_DATA RECORDS_.
━━━━━━
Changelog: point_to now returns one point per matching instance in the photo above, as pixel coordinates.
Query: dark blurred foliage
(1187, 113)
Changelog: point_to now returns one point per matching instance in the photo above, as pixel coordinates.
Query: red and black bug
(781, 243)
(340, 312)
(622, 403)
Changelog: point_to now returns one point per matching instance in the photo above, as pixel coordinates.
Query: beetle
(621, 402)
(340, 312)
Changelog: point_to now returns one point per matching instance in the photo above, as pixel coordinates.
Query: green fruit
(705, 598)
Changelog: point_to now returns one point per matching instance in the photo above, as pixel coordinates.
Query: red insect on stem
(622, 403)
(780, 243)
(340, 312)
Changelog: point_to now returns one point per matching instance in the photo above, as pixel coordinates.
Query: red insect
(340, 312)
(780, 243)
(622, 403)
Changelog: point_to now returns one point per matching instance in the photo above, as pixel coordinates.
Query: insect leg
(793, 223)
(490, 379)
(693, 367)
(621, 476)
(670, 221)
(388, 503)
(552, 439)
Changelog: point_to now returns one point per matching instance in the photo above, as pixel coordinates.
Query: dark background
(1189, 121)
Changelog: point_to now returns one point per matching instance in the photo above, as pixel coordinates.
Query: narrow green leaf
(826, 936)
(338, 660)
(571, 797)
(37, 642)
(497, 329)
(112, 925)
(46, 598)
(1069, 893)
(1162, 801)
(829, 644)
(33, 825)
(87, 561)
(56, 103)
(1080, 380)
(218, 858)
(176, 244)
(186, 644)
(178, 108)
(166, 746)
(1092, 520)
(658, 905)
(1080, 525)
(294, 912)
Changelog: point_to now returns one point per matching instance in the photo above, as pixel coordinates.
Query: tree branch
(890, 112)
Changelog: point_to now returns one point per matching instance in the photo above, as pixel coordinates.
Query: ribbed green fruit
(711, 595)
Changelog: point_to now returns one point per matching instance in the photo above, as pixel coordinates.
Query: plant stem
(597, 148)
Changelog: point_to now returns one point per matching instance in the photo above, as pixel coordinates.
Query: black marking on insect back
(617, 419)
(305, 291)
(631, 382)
━━━━━━
_AIM_. Lay out the records above as a two-column CSV with the header row text,answer. Give one row per record, with the record's text and its answer each in a single quoted field and every line break replaced by a space.

_RESPONSE_.
text,answer
"Changelog: point_to now returns one point per matching instance in the photo above, as pixel coordinates. Query: dark blurred foliage","(1187, 113)"
"Changelog: point_to now returns one point per matching instance in the photo above, as pixel coordinates. Query: red and black bug","(781, 243) (340, 312) (622, 403)"
"Changelog: point_to now returns one point per matching instance in the photo above, as pixel coordinates. Query: beetle","(621, 402) (340, 312)"
"Changelog: point_to now returns one point per matching instance in the photo above, as pixel coordinates. Query: green fruit","(705, 598)"
"Changelog: point_to now returns one point per matching instance in the photo above, as pixel coordinates. Query: red insect on stem","(622, 403) (780, 243) (340, 312)"
"Changelog: point_to now returns one point per matching instance in the photo above, as pixel coordinates. Query: red insect","(340, 312) (780, 243) (622, 403)"
"Changelog: point_to now returns one point per matching instance in the photo above, as pixel coordinates. Query: insect leg","(793, 223) (490, 379) (693, 367) (621, 476) (670, 221) (388, 503) (552, 439)"
"Changelog: point_to now returns one point per matching instance in the photo above, as pixel coordinates. Query: dark background","(1189, 121)"
"Changelog: point_to now returns one point per matching instance in the photo above, as pixel coordinates. Query: narrow green leaf","(826, 936) (338, 660) (571, 797) (37, 642) (497, 329) (112, 925) (46, 598) (1069, 893) (1162, 801) (829, 644) (33, 825) (87, 561) (56, 103) (1080, 380) (218, 858) (176, 244) (186, 644) (178, 108) (166, 746) (1092, 520) (658, 905) (1080, 525) (294, 912)"
"Changelog: point_to now returns one point per matching instance in the photo above, as pixel coordinates. Query: tree branch","(890, 112)"
"Changelog: point_to now returns one point per matching instance in the photo above, as pixel coordinates. Query: ribbed green fruit","(711, 595)"
"Changelog: point_to now returns one point per matching instance in the photo above, as pixel coordinates. Query: plant stem","(597, 148)"
"Changelog: point_to now returns one point per matching instance in the photo above, as pixel coordinates. Query: black marking on insect back","(617, 419) (305, 291) (631, 382)"